PROBLEM TO WORK ON: Output all records verbatim.
BEGIN DATA PROVIDED
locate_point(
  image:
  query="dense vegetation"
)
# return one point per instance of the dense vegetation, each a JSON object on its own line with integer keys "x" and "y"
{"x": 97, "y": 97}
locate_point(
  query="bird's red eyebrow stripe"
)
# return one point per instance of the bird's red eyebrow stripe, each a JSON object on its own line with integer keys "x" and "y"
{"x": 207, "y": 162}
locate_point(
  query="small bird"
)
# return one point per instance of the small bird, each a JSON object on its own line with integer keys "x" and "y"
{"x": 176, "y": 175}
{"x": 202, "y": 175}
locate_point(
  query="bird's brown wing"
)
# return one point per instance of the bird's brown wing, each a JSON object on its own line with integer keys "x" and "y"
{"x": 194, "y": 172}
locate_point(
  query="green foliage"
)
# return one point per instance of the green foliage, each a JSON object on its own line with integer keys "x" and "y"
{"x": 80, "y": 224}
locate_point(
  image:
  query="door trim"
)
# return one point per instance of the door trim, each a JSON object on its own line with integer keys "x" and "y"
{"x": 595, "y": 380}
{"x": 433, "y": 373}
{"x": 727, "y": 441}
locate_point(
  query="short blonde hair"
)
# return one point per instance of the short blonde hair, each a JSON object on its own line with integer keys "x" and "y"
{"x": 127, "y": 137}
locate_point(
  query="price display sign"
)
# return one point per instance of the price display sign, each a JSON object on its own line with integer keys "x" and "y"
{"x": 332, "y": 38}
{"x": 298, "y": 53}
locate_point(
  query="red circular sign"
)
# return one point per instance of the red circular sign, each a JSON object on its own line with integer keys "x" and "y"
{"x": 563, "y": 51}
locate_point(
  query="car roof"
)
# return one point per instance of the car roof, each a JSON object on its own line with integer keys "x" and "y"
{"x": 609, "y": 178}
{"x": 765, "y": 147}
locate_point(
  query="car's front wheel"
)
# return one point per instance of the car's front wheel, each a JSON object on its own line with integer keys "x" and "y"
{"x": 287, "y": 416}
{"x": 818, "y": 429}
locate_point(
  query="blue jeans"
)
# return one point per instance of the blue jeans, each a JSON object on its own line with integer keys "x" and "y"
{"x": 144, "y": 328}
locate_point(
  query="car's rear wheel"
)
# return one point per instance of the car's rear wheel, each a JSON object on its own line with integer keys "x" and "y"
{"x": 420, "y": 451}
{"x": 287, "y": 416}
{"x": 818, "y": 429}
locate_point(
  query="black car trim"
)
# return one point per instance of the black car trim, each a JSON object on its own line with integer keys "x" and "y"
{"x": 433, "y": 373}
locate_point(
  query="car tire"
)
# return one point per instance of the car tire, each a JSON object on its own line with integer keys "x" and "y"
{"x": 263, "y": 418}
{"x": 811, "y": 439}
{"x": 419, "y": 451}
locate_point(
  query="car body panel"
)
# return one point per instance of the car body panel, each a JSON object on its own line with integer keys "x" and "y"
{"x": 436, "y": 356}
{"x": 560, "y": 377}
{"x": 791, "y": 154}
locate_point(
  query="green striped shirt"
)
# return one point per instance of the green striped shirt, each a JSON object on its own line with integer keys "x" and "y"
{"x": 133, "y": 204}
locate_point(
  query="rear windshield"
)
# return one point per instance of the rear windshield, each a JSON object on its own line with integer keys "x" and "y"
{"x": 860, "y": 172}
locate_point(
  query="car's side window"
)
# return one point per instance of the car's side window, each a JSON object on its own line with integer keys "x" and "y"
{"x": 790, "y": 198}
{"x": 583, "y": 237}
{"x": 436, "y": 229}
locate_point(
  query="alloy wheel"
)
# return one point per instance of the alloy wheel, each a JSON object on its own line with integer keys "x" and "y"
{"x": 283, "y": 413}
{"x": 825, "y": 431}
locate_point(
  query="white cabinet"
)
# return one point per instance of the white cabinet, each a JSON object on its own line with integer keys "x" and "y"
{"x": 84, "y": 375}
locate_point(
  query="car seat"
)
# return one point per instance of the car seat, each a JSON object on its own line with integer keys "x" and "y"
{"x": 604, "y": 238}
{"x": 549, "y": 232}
END DATA PROVIDED
ANSWER SECTION:
locate_point(
  image:
  query="dense vegetation"
)
# return one point per instance of the dense vegetation, each a JSON object on its own line with integer keys "x" and "y"
{"x": 97, "y": 97}
locate_point(
  query="bird's red eyebrow stripe"
)
# return one point per instance of the bird's red eyebrow stripe, each a JSON object on its own line with integer keys "x" and "y"
{"x": 207, "y": 162}
locate_point(
  query="small bird"
)
# return one point per instance of the small bird, each a JSON object on its own line with integer keys "x" and "y"
{"x": 176, "y": 175}
{"x": 202, "y": 175}
locate_point(
  query="bird's brown wing"
)
# return one point per instance of the bird's brown wing, each a JSON object on its own line with integer keys "x" and "y"
{"x": 194, "y": 172}
locate_point(
  query="green foliage"
)
# return one point per instance of the green foliage, each a JSON object on its own line with integer keys "x" and "y"
{"x": 80, "y": 224}
locate_point(
  image:
  query="door trim"
)
# return one point per instance of the door trim, each a JSON object on its own line with integer keys "x" and "y"
{"x": 595, "y": 380}
{"x": 433, "y": 373}
{"x": 727, "y": 441}
locate_point(
  query="short blonde hair"
)
# return one point per instance of the short blonde hair, each a JSON object on its own line with integer keys "x" and "y"
{"x": 127, "y": 137}
locate_point(
  query="price display sign"
)
# return one point per instance of the price display sign, each a JSON object on its own line with integer keys "x" and "y"
{"x": 332, "y": 38}
{"x": 298, "y": 53}
locate_point(
  query="red circular sign"
)
# return one point per instance of the red circular sign, each a JSON object on its own line with integer keys "x" and "y"
{"x": 563, "y": 51}
locate_point(
  query="car roof"
)
# return one point per instance of the car roof, each a JSON object on its own line with integer keys "x" and "y"
{"x": 609, "y": 178}
{"x": 765, "y": 147}
locate_point(
  query="car's front wheel"
)
# return one point per instance of the car's front wheel, each a JSON object on its own line with integer keys "x" and "y"
{"x": 287, "y": 416}
{"x": 818, "y": 429}
locate_point(
  query="blue jeans"
)
# return one point per instance of the blue jeans, each a JSON object on its own line with integer keys "x" and "y"
{"x": 144, "y": 328}
locate_point(
  query="car's rear wheel"
)
# return one point per instance of the car's rear wheel, each a JSON object on its own line with integer keys "x" and "y"
{"x": 420, "y": 451}
{"x": 287, "y": 416}
{"x": 818, "y": 429}
locate_point(
  query="black car trim"
)
# return one point per instance of the black car trim, each a JSON object on its own line with integer keys "x" and "y"
{"x": 433, "y": 373}
locate_point(
  query="car tire"
)
# return one point per instance of the car tire, each a JSON object on its own line with integer keys "x" and "y"
{"x": 263, "y": 418}
{"x": 811, "y": 439}
{"x": 419, "y": 451}
locate_point(
  query="car body panel"
)
# return one point per instance of the car body panel, each a JSON object on its own line with integer keys "x" and "y"
{"x": 436, "y": 356}
{"x": 560, "y": 377}
{"x": 791, "y": 154}
locate_point(
  query="green striped shirt"
)
# return one point per instance of the green striped shirt, each a JSON object on its own line with integer keys "x" and "y"
{"x": 133, "y": 204}
locate_point(
  query="rear windshield"
)
# return one point per instance of the rear windshield, each a JSON object on its own line with integer keys "x" and "y"
{"x": 860, "y": 172}
locate_point(
  query="car's side window"
)
# return one point per instance of the car's side window, each a JSON object on its own line with integer keys "x" and "y"
{"x": 790, "y": 198}
{"x": 583, "y": 237}
{"x": 436, "y": 229}
locate_point(
  query="alloy wheel"
)
# return one point per instance of the alloy wheel, each a JSON object on its own line with integer keys "x" and "y"
{"x": 283, "y": 413}
{"x": 825, "y": 431}
locate_point(
  query="white cabinet"
)
# return one point per instance of the white cabinet, each a JSON object on its own line with integer keys "x" and "y"
{"x": 84, "y": 375}
locate_point(
  query="car seat"
)
# return one point per instance of the car seat, each a JSON object on its own line with integer keys "x" and "y"
{"x": 604, "y": 238}
{"x": 549, "y": 232}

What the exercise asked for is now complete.